Their hope rested on a promise that Jesus made to them that He would return. He would return as the one and only sovereign Lord who would make things right and bring justice and peace to an unjust and troubled world. Mark exhorted the people to remain alert for His return; hence, his familiar words, “Stay Awake!”
But, the Risen Christ didn’t come on time. At least He did not come on their timetable. The people had to make adjustments, take more responsibility for their actions in the midst of fear, and to sustain their faith and their lives without the immediate return of Jesus Christ. They had to learn what it meant to live “in the MEANTIME.”
You and I are still “in the MEANTIME.” We are being challenged in uncertain times to sustain our lives and the lives of others.
As you know, I have just returned from my sabbatical leave. About half of my leave time was spent in Maine. When you are up there that long you cannot help but be affected by the seasons and the tides. You notice the people of Maine: the lobstermen, the waitresses and waiters, the truck drivers and the dockworkers, and children and the families. You realize there are still many families who carve out a living on the outer islands of Maine such as Monhegan, Frenchboro and Matinicus.

## INFORMATION SUPPLIED
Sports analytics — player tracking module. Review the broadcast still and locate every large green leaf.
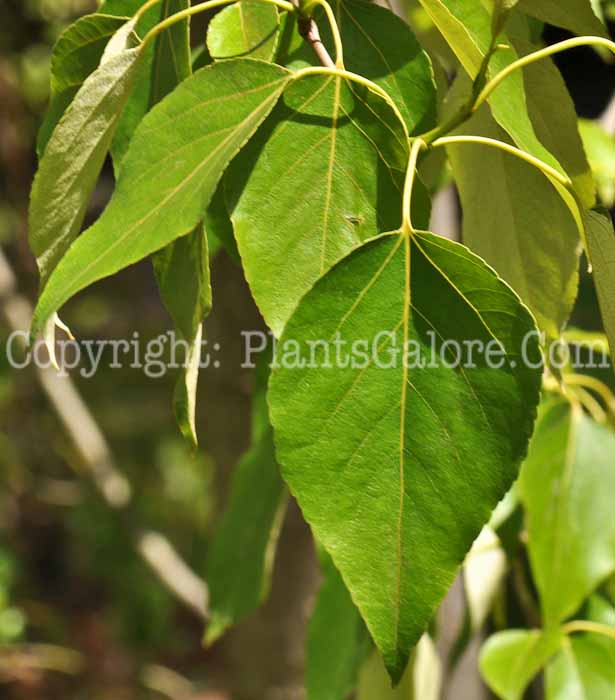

## REQUEST
In the passage about living "in the MEANTIME," rewrite the part between "You and I are" and "Frenchboro and Matinicus.", inclusive, changing "Maine" to "Nova Scotia" throughout.

## EXERCISE RESULT
You and I are still “in the MEANTIME.” We are being challenged in uncertain times to sustain our lives and the lives of others.
As you know, I have just returned from my sabbatical leave. About half of my leave time was spent in Nova Scotia. When you are up there that long you cannot help but be affected by the seasons and the tides. You notice the people of Nova Scotia: the lobstermen, the waitresses and waiters, the truck drivers and the dockworkers, and children and the families. You realize there are still many families who carve out a living on the outer islands of Nova Scotia such as Monhegan, Frenchboro and Matinicus.